D6 L5 graph is internal derived from --depth source, never its own mode
D7 Command consolidation fold compare-release/deep-compare into compare
D8 --ast-frontend rename --header-backend; spans header AST + L4 replay
D9 Fail-fast validation in Tier 2, so CLI and MCP error identically
D10 CI gates the contract cli-contract check makes the above non-optional
D11 Extension procedure the decision tree for adding any new surface
D12 One exit-code scheme explicit, never inferred from flag presence

D1. Three named tiers; the service layer is the only API

TIER 1  CORE       checker.compare(old_snap, new_snap, *, request) -> DiffResult
                   pure: snapshots in, result out. no Click, no I/O, no format.

TIER 2  SERVICE    service.py — the public Python API. typed request in, result out.
                   run_dump · run_compare · run_scan · render_output · resolve_input.
                   notify-callback, never print.

TIER 3  FRONT-ENDS thin adapters. parse → build request struct → call Tier 2 → exit.
                   cli (Click) · mcp_server (FastMCP) · compat (ABICC dialect).
                   ZERO business logic. ZERO direct Tier-1 calls.

Rule (enforced, see D10): every verdict-emitting front-end command calls a service.run_* verb. No front-end imports checker.compare / diff_* directly. compare-release and appcompat are loops/wrappers over service.run_compare, not parallel reimplementations.

D2. Options are data, not signatures

Tier-2 verbs take frozen request dataclasses, mirroring ADR-035's ScanRequest. No more growing run_compare(... 18 kwargs ...).

@dataclass(frozen=True)
class InputSpec:
    path: Path
    headers: tuple[Path, ...] = ()
    includes: tuple[Path, ...] = ()
    version: str = ""
    pdb: Path | None = None
    debug_roots: tuple[Path, ...] = ()

@dataclass(frozen=True)
class CompareRequest:
    old: InputSpec
    new: InputSpec
    lang: str = "c++"
    frontend: str = "auto"            # D8
    depth: AnalysisDepth = AnalysisDepth.AUTO   # D5
    policy: PolicySpec = field(default_factory=PolicySpec.default)
    suppression: SuppressionSpec | None = None
    scope_public: bool = True
    severity: SeverityConfig = field(default_factory=SeverityConfig.default)
    pattern_verdicts: bool = False
    # new feature == new field with a default. never a signature break.

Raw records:
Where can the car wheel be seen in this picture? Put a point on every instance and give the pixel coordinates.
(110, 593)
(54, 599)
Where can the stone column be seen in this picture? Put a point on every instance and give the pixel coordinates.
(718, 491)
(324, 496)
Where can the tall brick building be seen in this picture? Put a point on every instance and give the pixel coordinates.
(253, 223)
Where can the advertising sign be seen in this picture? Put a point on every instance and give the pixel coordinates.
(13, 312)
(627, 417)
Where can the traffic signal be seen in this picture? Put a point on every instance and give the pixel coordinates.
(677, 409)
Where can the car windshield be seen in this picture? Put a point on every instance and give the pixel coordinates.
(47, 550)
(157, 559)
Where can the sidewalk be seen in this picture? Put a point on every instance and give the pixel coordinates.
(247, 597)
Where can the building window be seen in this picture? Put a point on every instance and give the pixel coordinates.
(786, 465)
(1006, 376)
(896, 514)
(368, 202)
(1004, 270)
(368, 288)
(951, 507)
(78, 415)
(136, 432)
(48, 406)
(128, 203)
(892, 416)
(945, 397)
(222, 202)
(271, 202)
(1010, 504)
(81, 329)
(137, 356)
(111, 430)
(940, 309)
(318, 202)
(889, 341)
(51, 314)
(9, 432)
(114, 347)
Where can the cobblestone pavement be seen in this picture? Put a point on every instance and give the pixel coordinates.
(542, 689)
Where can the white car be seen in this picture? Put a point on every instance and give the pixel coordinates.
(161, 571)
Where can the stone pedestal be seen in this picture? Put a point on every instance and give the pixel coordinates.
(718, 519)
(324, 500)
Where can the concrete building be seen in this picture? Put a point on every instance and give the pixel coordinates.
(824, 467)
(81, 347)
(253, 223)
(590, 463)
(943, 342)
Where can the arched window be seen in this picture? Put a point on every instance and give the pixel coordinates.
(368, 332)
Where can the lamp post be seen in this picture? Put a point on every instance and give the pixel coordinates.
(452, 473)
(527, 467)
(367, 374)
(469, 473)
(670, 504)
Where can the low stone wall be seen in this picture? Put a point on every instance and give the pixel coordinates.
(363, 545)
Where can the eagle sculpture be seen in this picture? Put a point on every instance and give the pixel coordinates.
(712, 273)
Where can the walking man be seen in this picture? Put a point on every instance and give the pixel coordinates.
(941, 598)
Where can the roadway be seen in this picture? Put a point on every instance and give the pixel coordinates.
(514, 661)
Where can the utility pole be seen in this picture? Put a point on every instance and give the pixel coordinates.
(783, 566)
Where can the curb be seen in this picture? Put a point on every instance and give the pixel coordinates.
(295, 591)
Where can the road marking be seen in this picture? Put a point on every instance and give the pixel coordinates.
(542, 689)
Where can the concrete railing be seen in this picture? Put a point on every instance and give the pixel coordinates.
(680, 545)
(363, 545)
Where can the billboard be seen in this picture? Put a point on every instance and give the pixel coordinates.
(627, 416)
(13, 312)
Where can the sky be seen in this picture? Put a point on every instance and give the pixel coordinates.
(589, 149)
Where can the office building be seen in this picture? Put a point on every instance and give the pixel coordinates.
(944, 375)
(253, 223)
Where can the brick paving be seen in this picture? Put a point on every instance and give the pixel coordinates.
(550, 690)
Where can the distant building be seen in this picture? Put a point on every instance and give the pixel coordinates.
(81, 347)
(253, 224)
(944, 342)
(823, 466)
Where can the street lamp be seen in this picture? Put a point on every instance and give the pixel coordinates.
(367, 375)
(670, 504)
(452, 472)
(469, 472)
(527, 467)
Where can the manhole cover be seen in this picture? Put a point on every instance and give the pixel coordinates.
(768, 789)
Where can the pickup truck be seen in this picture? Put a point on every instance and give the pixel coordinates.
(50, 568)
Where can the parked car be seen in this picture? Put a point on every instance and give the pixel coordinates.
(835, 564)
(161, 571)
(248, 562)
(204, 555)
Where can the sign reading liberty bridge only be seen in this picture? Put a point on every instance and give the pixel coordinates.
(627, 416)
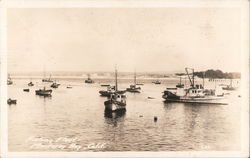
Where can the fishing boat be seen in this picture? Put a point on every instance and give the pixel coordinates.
(133, 88)
(11, 101)
(54, 85)
(116, 101)
(229, 87)
(9, 80)
(44, 92)
(26, 90)
(193, 94)
(47, 79)
(69, 87)
(30, 84)
(89, 80)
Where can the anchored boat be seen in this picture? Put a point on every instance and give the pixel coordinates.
(89, 80)
(116, 101)
(133, 88)
(11, 101)
(44, 92)
(229, 87)
(47, 79)
(55, 85)
(193, 94)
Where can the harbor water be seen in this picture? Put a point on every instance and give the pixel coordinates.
(74, 120)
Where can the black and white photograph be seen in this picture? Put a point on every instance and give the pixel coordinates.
(126, 79)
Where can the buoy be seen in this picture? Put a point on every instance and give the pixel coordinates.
(155, 118)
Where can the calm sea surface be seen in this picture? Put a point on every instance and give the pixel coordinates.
(75, 120)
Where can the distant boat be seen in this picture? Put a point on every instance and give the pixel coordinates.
(229, 87)
(9, 80)
(89, 80)
(26, 90)
(116, 102)
(54, 85)
(44, 92)
(133, 87)
(47, 79)
(156, 82)
(193, 94)
(11, 101)
(30, 83)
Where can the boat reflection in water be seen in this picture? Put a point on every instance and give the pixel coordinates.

SET EXERCISE: Rewrite the design notes between "D2. Options are" and "18 kwargs ...).", inclusive, putting "request objects" in place of "request dataclasses".

RESPONSE TO THE TASK:
D2. Options are data, not signatures

Tier-2 verbs take frozen request objects, mirroring ADR-035's ScanRequest. No more growing run_compare(... 18 kwargs ...).